### Do this
Copy every row below, substituting "one to a line" for each occurrence of "one per line" and leaving all other text unchanged.
# start of Input data
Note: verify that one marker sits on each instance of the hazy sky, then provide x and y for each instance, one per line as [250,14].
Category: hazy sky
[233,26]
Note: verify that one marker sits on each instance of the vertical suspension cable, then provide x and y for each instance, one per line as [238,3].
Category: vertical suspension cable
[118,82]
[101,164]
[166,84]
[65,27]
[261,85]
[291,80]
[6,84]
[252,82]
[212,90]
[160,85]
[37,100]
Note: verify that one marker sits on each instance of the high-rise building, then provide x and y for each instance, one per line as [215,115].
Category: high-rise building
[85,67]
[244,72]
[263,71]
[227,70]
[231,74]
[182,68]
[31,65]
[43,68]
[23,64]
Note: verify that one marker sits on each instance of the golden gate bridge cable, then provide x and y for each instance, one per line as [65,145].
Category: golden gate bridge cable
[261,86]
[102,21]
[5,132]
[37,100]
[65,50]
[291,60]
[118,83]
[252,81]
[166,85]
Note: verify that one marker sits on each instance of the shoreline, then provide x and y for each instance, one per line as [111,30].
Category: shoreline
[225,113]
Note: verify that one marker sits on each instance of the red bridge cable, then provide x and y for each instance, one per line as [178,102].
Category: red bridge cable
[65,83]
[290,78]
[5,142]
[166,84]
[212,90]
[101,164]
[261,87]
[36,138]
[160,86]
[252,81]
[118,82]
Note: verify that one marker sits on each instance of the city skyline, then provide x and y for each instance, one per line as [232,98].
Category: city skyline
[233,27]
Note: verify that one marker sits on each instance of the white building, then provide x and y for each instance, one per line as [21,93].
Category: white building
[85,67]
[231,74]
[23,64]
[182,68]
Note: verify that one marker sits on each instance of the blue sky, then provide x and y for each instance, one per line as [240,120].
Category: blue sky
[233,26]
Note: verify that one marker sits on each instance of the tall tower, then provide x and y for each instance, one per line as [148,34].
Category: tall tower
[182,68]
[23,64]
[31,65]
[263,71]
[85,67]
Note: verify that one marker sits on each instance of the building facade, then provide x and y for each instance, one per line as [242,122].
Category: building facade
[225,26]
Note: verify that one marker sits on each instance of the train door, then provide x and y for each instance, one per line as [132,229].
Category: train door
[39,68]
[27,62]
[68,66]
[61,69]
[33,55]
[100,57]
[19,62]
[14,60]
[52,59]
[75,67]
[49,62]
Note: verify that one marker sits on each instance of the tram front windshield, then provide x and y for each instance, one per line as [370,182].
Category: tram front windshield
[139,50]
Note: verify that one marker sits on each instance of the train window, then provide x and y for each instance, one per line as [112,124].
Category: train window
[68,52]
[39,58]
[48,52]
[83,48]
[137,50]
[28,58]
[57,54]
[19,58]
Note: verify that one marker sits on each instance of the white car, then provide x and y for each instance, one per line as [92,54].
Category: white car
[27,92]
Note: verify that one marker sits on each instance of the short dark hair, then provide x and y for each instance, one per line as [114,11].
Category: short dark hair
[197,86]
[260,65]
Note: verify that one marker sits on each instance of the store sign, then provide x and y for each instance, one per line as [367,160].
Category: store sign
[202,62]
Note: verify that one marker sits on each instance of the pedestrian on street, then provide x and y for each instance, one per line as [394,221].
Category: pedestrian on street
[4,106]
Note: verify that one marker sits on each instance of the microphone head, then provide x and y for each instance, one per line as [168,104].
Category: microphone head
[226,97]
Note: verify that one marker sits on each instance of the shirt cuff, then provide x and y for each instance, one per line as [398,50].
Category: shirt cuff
# end of Input data
### Response for this exercise
Note: verify that one marker sits on each instance of the hazy sky, then provide x and y for each instance, one to a line as [250,14].
Category: hazy sky
[233,26]
Note: verify that one marker sits on each instance of the vertical suspension cable, then provide x and y for each instance, one to a line as [238,3].
Category: vertical suspension cable
[118,82]
[101,164]
[166,84]
[65,27]
[261,85]
[291,80]
[6,84]
[252,82]
[212,90]
[160,85]
[37,100]
Note: verify that one marker sits on each instance of the high-rise building, then provide x and y for each instance, one to a line as [215,115].
Category: high-rise building
[85,67]
[244,72]
[263,71]
[227,70]
[231,74]
[182,68]
[31,65]
[43,68]
[23,64]
Note: verify that one marker sits on each instance of the golden gate bridge cable, then provide x and y for each instance, one to a line as [65,145].
Category: golden gate bridge cable
[261,86]
[102,21]
[5,132]
[37,100]
[65,50]
[291,60]
[118,83]
[252,81]
[166,85]
Note: verify that one marker sits on each instance of the shoreline, then provide x and y for each instance, one to a line as [111,30].
Category: shoreline
[225,113]
Note: verify that one marker sits on each instance of the red bridge cable, then provide x and y for each instance, one to a line as [178,102].
Category: red bridge cable
[65,83]
[290,78]
[5,142]
[166,84]
[212,90]
[101,164]
[261,87]
[36,138]
[160,86]
[252,81]
[118,82]
Note: verify that one marker sits on each instance of the city skyline, then provide x and y for each instance, one to a line as [232,98].
Category: city skyline
[233,27]
Note: verify that one marker sits on each instance of the white building, then provide x and y for each instance, one to a line as [21,93].
Category: white building
[85,67]
[231,74]
[23,64]
[182,68]
Note: verify that one marker sits on each instance of the blue sky, then provide x and y for each instance, one to a line as [240,120].
Category: blue sky
[233,26]
Note: verify that one marker sits on each instance of the tall tower, then provide x and y for each instance, one to a line as [148,34].
Category: tall tower
[182,68]
[23,64]
[31,65]
[263,71]
[85,67]
Note: verify that one marker sits on each instance of the building facade, then provide x and y for each instance, one to a line as [242,122].
Category: building facade
[225,26]
Note: verify that one marker sits on each instance of the train door, then provide x and y for each instance, one to a line as [132,229].
Category: train door
[39,68]
[27,62]
[68,66]
[61,69]
[33,55]
[100,57]
[19,62]
[14,60]
[52,59]
[75,67]
[49,62]
Note: verify that one marker sits on each instance of the tram front windshield, then provide x and y for each instance, one to a line as [370,182].
Category: tram front windshield
[139,50]
Note: verify that one marker sits on each instance of the train window, then provide x and y for each instance, one to a line as [112,124].
Category: train window
[68,52]
[39,58]
[48,52]
[83,48]
[137,50]
[28,58]
[57,54]
[19,58]
Note: verify that one marker sits on each instance of the white car, then provide x and y for each instance, one to a line as [92,54].
Category: white car
[27,92]
Note: verify that one marker sits on each instance of the short dark hair, then provide x and y for each instance, one to a line as [114,11].
Category: short dark hair
[197,86]
[260,65]
Note: verify that one marker sits on each instance of the store sign, then provide x and y for each instance, one to a line as [367,160].
Category: store sign
[202,62]
Note: verify that one marker sits on each instance of the pedestrian on street, then provide x and y for each instance, one to a line as [394,221].
Category: pedestrian on street
[4,106]
Note: verify that one marker sits on each instance of the microphone head, then provide x and y for each instance, one to a line as [168,104].
Category: microphone head
[226,97]
Note: verify that one marker sits on each instance of the shirt cuff, then provide x and y for each instance, one to a line as [398,50].
Category: shirt cuff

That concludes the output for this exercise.